** BEGIN **

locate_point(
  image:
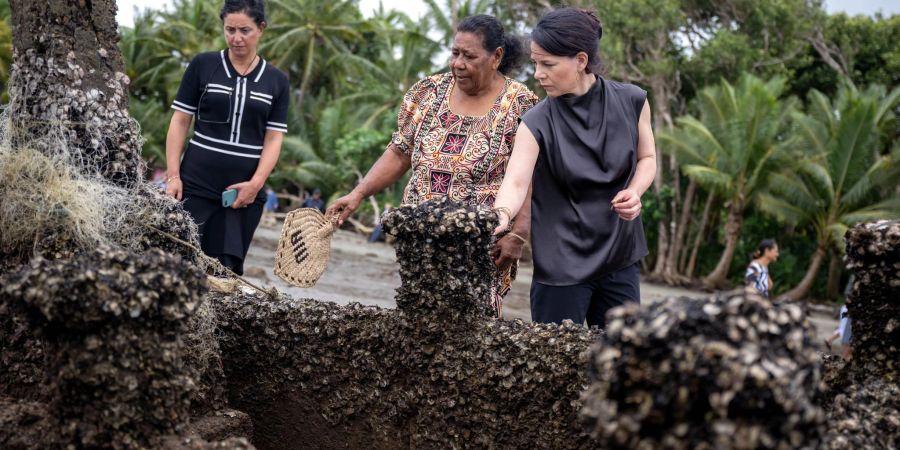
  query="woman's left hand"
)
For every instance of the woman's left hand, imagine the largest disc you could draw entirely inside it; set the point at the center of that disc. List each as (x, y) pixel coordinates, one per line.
(246, 193)
(504, 224)
(627, 204)
(507, 250)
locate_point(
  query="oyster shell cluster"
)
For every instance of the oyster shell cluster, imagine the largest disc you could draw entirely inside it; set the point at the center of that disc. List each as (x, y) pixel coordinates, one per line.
(438, 372)
(873, 254)
(112, 323)
(730, 372)
(862, 396)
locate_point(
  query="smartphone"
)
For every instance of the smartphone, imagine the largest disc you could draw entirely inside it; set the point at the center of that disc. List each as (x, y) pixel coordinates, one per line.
(228, 197)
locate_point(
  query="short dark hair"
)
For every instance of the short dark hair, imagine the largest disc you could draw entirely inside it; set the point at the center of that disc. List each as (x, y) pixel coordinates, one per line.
(256, 9)
(765, 244)
(568, 31)
(493, 37)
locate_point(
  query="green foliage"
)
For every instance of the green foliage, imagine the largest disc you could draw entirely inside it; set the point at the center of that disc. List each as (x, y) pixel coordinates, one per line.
(803, 172)
(737, 140)
(841, 177)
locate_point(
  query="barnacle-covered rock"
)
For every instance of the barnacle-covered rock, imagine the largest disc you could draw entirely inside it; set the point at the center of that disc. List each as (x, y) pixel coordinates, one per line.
(873, 255)
(732, 372)
(112, 324)
(438, 372)
(864, 415)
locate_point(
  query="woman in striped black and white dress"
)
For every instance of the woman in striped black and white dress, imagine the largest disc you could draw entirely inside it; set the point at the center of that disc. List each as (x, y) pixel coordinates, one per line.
(238, 104)
(758, 271)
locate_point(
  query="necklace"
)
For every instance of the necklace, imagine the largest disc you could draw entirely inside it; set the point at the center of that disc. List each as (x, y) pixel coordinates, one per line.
(247, 70)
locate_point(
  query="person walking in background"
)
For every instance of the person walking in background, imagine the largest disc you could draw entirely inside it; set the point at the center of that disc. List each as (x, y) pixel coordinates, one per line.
(456, 131)
(238, 104)
(843, 331)
(588, 149)
(314, 201)
(757, 275)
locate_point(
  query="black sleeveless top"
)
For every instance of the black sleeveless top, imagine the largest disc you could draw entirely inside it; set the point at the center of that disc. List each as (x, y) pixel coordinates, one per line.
(588, 153)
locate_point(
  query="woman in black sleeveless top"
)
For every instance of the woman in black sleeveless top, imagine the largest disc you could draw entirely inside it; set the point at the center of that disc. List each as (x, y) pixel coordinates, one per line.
(588, 152)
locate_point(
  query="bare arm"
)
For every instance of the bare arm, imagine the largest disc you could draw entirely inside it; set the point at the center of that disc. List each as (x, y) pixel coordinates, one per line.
(271, 151)
(627, 203)
(178, 128)
(517, 180)
(386, 171)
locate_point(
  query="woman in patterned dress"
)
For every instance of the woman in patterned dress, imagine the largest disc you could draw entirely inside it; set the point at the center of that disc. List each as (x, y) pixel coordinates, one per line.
(455, 131)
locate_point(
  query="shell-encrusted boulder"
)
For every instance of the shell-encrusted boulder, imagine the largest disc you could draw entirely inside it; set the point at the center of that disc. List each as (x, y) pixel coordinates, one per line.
(112, 322)
(445, 265)
(734, 372)
(873, 255)
(438, 372)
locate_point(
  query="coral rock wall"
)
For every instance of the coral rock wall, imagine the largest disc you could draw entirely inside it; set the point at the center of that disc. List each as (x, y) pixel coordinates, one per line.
(733, 372)
(437, 372)
(111, 322)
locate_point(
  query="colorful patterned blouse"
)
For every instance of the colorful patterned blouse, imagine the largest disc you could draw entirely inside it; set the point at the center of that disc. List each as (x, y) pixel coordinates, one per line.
(462, 157)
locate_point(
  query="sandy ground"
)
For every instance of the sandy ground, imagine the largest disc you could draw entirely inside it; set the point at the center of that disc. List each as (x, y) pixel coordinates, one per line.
(367, 273)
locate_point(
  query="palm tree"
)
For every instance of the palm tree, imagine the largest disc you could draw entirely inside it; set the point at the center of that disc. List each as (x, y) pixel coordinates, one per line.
(161, 43)
(309, 37)
(737, 141)
(398, 53)
(446, 17)
(5, 48)
(839, 182)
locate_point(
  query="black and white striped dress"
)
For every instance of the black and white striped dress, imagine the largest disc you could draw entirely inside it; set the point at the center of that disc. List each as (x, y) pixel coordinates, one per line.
(758, 277)
(232, 113)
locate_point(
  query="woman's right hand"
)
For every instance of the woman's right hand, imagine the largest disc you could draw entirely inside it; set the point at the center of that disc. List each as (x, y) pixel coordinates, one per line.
(173, 188)
(344, 206)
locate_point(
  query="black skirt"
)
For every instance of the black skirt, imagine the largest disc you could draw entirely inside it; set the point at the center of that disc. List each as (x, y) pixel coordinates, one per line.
(225, 233)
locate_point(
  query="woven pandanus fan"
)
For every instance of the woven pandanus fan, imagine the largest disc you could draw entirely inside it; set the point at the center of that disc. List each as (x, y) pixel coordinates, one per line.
(304, 247)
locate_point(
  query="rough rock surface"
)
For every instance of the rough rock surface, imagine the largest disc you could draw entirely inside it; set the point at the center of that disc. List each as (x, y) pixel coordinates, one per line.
(873, 254)
(112, 323)
(733, 372)
(438, 372)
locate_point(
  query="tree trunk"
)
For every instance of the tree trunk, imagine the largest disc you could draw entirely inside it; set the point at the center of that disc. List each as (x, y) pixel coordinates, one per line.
(454, 15)
(68, 82)
(701, 233)
(833, 287)
(718, 277)
(800, 291)
(661, 118)
(671, 267)
(307, 69)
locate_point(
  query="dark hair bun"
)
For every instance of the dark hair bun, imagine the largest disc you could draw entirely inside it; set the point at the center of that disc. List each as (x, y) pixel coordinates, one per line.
(569, 31)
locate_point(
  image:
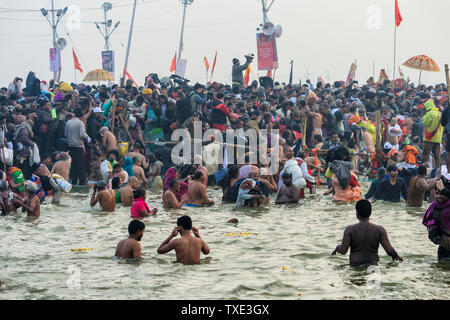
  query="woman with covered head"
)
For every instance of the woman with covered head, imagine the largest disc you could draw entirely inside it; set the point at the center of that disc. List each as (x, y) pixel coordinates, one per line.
(344, 182)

** END **

▶ _PROMPT_: A faithful copy of the records above is needed, with the pictures left out.

▶ _RESULT OF THIS TASK_:
locate_point(
  image:
  query="woman's left hand"
)
For every instance of the woman's left hand, imagine the largest disc you could draw entirely inside it; set the point at the center of that disc. List each as (x, y) pixel coordinates, one per line.
(246, 193)
(504, 224)
(627, 204)
(507, 250)
locate_point(
  query="oyster shell cluster"
)
For every instance of the oyster shell cluster, imagine the largest disc you could draw entirely inside it; set the point at the center of that disc. List each as (x, y) pixel coordinates, one per line.
(438, 372)
(873, 254)
(112, 323)
(730, 372)
(862, 396)
locate_point(
  query="smartphone"
)
For every instance of the smartphone, imagine the largest disc you could draw entirely inside it; set the point at the center of that disc. List each as (x, y) pixel coordinates, one per line.
(228, 197)
locate_point(
  query="short dark hair"
)
For every instance of the short dark hair, imagine the largest disc you could draw entirely inside it; set the point at the center of that disc. List each as (x, y) pixel coordinates, one per line.
(256, 9)
(765, 244)
(568, 31)
(493, 37)
locate_point(
  query="green foliage"
)
For every instance of the green foliage, imagine the largest disc you could draw entirely inside it; set the point at the center of that disc. List each as (x, y) pixel coordinates, one per line.
(803, 172)
(737, 140)
(841, 177)
locate_point(
  query="barnacle-covered rock"
)
For every instance of the barnacle-covered rock, imagine the largest disc you could draw entirely inside it; set the point at the center of that disc. List each as (x, y) pixel coordinates, one per line.
(873, 255)
(732, 372)
(112, 324)
(438, 372)
(864, 415)
locate_point(
  query="woman in striped black and white dress"
)
For every instance of the woman in striped black and white dress, imagine the largest disc you could draw entirely inside it; set the point at the center of that disc. List each as (x, y) pixel coordinates, one per line.
(238, 104)
(758, 271)
locate_point(
  query="necklace"
)
For every instance of the necklace, imagine the largest disc you could draw entirely inside it; set the point at the center of that disc. List each as (x, y) pixel coordinates, one per line.
(247, 70)
locate_point(
  query="person walking in background"
)
For every instance of the person walking in background, imagine the largest disc you could draw entirely inside it; set the point at the center of that disc. List each as (x, y) pixel coordinates, one per line.
(456, 131)
(238, 104)
(843, 331)
(588, 149)
(314, 201)
(757, 275)
locate_point(
  query="black sleeveless top"
)
For every instance of the black sleeveless top, imagine the largest disc you could draw entirely inside it; set the point at the center of that disc. List each as (x, y) pixel coordinates, one per line.
(588, 153)
locate_point(
  query="woman in black sleeveless top"
)
For every instance of the woman in black sleeveless top, imagine the largest disc you could draw entirely inside it; set the point at the center of that disc. List each as (x, y) pixel coordinates, one per line.
(588, 152)
locate_point(
  query="bare arm"
)
For every instance of the bare arm, imagine the largest disc you could draw entirely inside it; set the point at the center of that disc. List each as (x, y) pixel coordinates, one per line.
(271, 151)
(627, 203)
(178, 128)
(517, 180)
(386, 171)
locate_point(
  query="woman in patterned dress"
)
For every instance of the woman in patterned dress, imagine the largest disc you could draw entirely inside it; set the point at the center of that disc. List each as (x, y) pixel coordinates, one per line.
(455, 131)
locate_point(
  query="shell-encrusted boulder"
)
For every instance of the shell-encrusted boulder, imagine the largest disc you could draw entirely inside it; set the point at the center of that disc. List each as (x, y) pixel coordinates, one per line.
(112, 322)
(445, 265)
(734, 372)
(873, 255)
(438, 372)
locate_point(
  query="coral rock wall"
)
For every instance of the coral rock wall, imagine the largest disc you could draw entirely inside it; set the point at the center of that disc. List each as (x, y) pixel coordinates, one per line.
(733, 372)
(437, 372)
(111, 322)
locate_point(
  query="colorful patterned blouse"
)
For every instance of the colorful patterned blouse, imagine the largest disc you could draw entirely inside it; set the point at the center of that disc. List each as (x, y) pixel coordinates, one per line.
(462, 157)
locate_point(
  query="sandy ground"
)
For every instance of the sandy ground, imagine the largest disc you could draw entirely inside it; set the point at the center of that disc. List each as (x, y) pixel coordinates, one per line.
(367, 273)
locate_point(
  query="palm tree"
)
For every instance of the palm tree, imagine the largest disc you could draw entirely inside it; set the point at the center of that disc. List each as (x, y) pixel coordinates, one per line.
(161, 43)
(309, 37)
(737, 141)
(398, 53)
(446, 17)
(5, 48)
(839, 182)
locate_point(
  query="black and white striped dress"
)
For every instance of the black and white striped dress, imagine the largest disc you could draw entirely inside it; set the point at the center of that disc. List each as (x, y) pixel coordinates, one per line.
(758, 277)
(232, 113)
locate_point(
  query="woman's right hand"
)
For every instance of the woman's right hand, imagine the largest disc you could draw entirely inside it; set the point at the center of that disc. List each as (x, y) pixel coordinates, one per line.
(173, 188)
(344, 206)
locate_point(
  query="black skirt"
)
For every instance of the black skirt, imagine the largest disc you could draw entirely inside it; set the point at the center of that disc. List each as (x, y) pixel coordinates, one per line.
(225, 233)
locate_point(
  query="woven pandanus fan"
)
For every instance of the woven pandanus fan, imagine the largest disc you could draw entirely inside it; set the point at the center of that disc. List each as (x, y) pixel coordinates, one per line.
(304, 247)
locate_point(
  query="rough rock surface"
)
For every instance of the rough rock surface, imagine the largest disc you could draw entirely inside it; set the point at the center of that disc. List each as (x, y) pixel coordinates, one per line.
(873, 254)
(112, 323)
(733, 372)
(438, 372)
locate_point(
  query="tree trunk"
)
For every instance of the tree trunk, imagine the largest disc you could draw entirely inside it; set the point at the center of that disc. List each as (x, y) pixel coordinates, one per line.
(454, 15)
(68, 82)
(701, 233)
(833, 287)
(718, 277)
(800, 291)
(661, 118)
(671, 267)
(307, 69)
locate_point(
  query="dark hair bun"
)
For every instance of the dark hair bun, imagine the largest disc you could draw entirely inside it; set the point at the center of that disc. List each as (x, y) pixel coordinates, one per line.
(569, 31)
locate_point(
  image:
  query="woman with covered head"
)
For every instance of the woman with covered head, imagine the largest disc you could draw entirely inside it; set the point at the center of that disc. List each as (x, y) pixel coordinates, one per line.
(344, 182)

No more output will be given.